**WHAT IS EXPECTED**
Without the images, write out the entries word for word.

********************

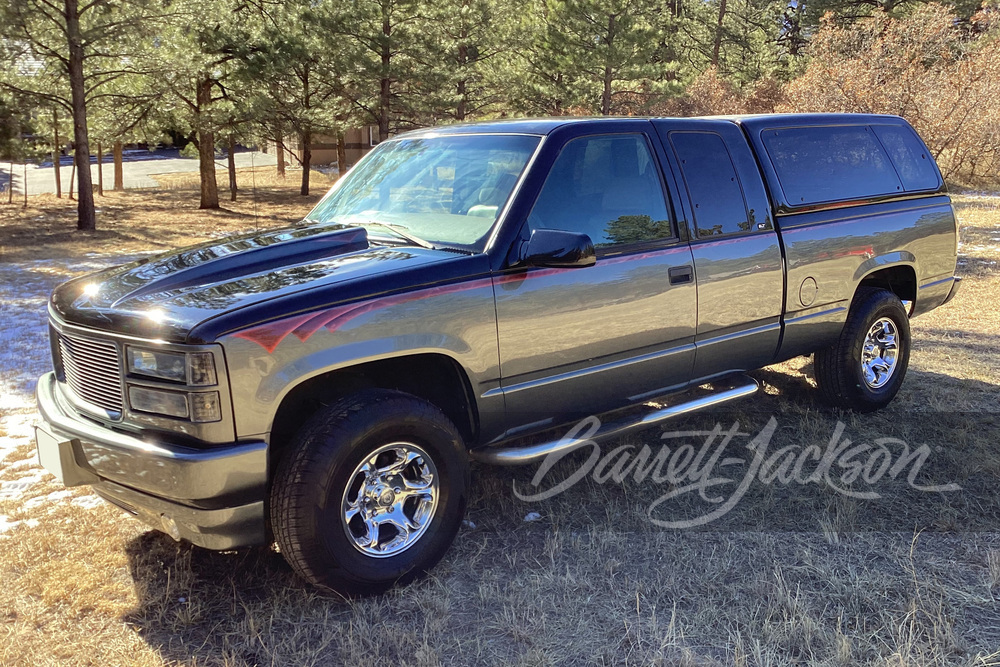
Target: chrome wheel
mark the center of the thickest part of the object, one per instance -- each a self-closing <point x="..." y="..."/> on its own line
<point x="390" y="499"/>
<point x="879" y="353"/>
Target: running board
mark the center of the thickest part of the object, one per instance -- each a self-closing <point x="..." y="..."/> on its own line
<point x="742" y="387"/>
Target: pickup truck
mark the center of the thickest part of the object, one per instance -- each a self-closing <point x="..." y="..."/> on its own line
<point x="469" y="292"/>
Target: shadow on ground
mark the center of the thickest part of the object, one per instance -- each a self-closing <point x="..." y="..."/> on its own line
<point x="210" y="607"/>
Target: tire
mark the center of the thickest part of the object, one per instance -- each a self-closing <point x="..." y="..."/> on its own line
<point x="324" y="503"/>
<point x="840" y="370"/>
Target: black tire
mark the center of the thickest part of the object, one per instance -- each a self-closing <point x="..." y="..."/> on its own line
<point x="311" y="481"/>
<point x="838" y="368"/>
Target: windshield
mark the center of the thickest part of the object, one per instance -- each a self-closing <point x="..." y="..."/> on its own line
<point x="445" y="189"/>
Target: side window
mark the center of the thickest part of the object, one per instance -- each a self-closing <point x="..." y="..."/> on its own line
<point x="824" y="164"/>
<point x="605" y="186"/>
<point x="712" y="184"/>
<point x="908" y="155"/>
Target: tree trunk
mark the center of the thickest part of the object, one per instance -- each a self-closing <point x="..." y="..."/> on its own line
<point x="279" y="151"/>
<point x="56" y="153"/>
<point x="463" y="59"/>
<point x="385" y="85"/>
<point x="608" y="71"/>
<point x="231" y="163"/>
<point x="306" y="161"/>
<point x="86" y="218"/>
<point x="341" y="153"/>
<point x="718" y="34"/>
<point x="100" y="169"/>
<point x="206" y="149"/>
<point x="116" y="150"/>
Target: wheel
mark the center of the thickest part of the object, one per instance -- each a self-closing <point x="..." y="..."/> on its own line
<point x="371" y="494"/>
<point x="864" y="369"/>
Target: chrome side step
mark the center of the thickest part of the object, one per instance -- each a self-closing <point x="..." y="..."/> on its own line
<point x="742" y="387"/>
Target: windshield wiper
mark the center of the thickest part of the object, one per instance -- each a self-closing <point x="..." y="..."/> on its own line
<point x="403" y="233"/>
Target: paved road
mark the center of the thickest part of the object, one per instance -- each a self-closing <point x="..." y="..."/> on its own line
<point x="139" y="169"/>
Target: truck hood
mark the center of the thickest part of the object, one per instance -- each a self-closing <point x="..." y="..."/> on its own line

********************

**YOUR SOLUTION**
Target: chrome wheel
mark the center of the thickest part of the object, one per instance -- each a self-closing <point x="..." y="..."/> on its own line
<point x="390" y="499"/>
<point x="879" y="353"/>
Target: running board
mark the center of the thickest part of the object, one per instance -- each a self-closing <point x="..." y="..."/> on its own line
<point x="742" y="387"/>
Target: pickup truck
mark the center of the thickest part of the object, one per instance -- each a self-closing <point x="..." y="..."/> on its own line
<point x="469" y="292"/>
Target: shadow on ground
mark the center of the thickest part of the object, one per instance -- each a self-closing <point x="..." y="..."/> on its own line
<point x="210" y="607"/>
Target: tire
mark the center of the thickest part of the object, one per instance -- each a self-closing <point x="..." y="..."/> on its own line
<point x="324" y="503"/>
<point x="840" y="370"/>
Target: black tire
mark the center of the thickest part of the object, one per instance -- each a self-closing <point x="..." y="..."/> on its own line
<point x="311" y="481"/>
<point x="838" y="368"/>
Target: windshield
mark the center of the thickest part of the object, one per instance -- each a self-closing <point x="..." y="..."/> on its own line
<point x="445" y="189"/>
Target: side window
mark the center of the thickest part of the object, one per instance -- each a self-closing <point x="..." y="..."/> on its own line
<point x="824" y="164"/>
<point x="605" y="186"/>
<point x="712" y="184"/>
<point x="908" y="155"/>
Target: tree trunk
mark the center of the thickest part of the object, one per instance -- each a self-closing <point x="..." y="..."/> on its own line
<point x="279" y="151"/>
<point x="56" y="153"/>
<point x="463" y="59"/>
<point x="385" y="85"/>
<point x="608" y="71"/>
<point x="231" y="163"/>
<point x="306" y="161"/>
<point x="86" y="218"/>
<point x="341" y="153"/>
<point x="718" y="34"/>
<point x="100" y="169"/>
<point x="206" y="149"/>
<point x="116" y="150"/>
Target: wheel
mark the center of the thickest part of the object, one per instance -- each a self-closing <point x="..." y="..."/> on its own line
<point x="371" y="494"/>
<point x="864" y="369"/>
Target: chrome side step
mark the center of the thickest part of the object, one per instance -- each a self-closing <point x="..." y="..."/> on its own line
<point x="742" y="387"/>
Target: windshield wiper
mark the center of the thickest part of the object, one per instance -- each a self-closing <point x="..." y="..."/> on its own line
<point x="403" y="233"/>
Target: paved road
mark the center of the thickest part of the object, one per instance -- each a self-closing <point x="..." y="..."/> on its own line
<point x="139" y="169"/>
Target: truck hood
mark the center of the thickest part of the object, one per instance -- each a self-closing <point x="..." y="..."/> on its own line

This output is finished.